Excerpted passage:
I've been pulling my hair out trying to figure this out. If anyone has any ideas, I would be glad to hear them.
Hello and welcome to the forum!
It might be worth to consider the possibility that your problem is not really with DNS, it could be that your network connection is just unreliable for whatever reason, that some packets get lost. The fact that ssh sessions survive does not tell us much because ssh session use TCP so that can work even if many packets are lost. DNS on the other hand uses UDP, so if some UDP packets (incoming or outgoing) are lost then that could lead to DNS failures.
Testing using ping as you did is a good idea, might be worth doing more of that, for example pinging more often that once per second to see if there is sometimes packet loss and if the timing of that correlates with the DNS problems. Also worth noting that ping involves a different protocol (ICMP), it could happen that there is some problem with UDP but that ping works anyway. Then it might be worth to run tests using UDP, that can be done for example using the iperf3
tool.
If you control the DNS server yourself then you could monitor that to see if the DNS request arrives or not, and to see if a reply is sent from the DNS server.
You could also try monitoring incoming and outgoing network traffic locally using something like tcpdump
or tshark
to verify that the DNS request gets sent, and to check if the reply from the DNS server can be seen.

Data provided:
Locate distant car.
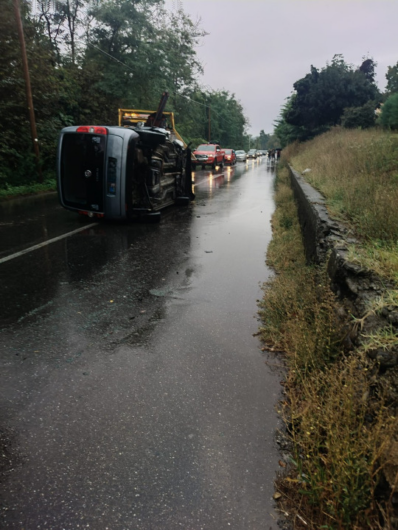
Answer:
[192,144,224,169]
[235,149,247,162]
[224,149,236,166]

Written exercise: Carry on the forum reply about intermittent DNS failures, picking up after its last sentence. None of the material is needed here.

Exercise output:
Anyway those are some ideas, I hope some of it can be useful. Good luck!
TL;DR: Make sure your Pi-Hole isn't rate-limiting your requests.
Today, I finally Google'd "pihole rate limit", and low and behold this recent blog post mentioned:
...we decided to implement a customizable rate-limiting into FTL itself. It defaults to the rather conservative limit of allowing no more than 1000 queries in a 60 seconds window for each client.
I was beside myself and had completely missed this news. I've opened a feature request with Pi-Hole to get a log entry added for when this happens, hopefully to keep a future home sysadmin from pulling their hair out.
1,000 queries in 60 seconds might sound like a lot, but with 38 active Docker containers (and especially Watchtower and matrix-synapse
) those get filled up in a hurry.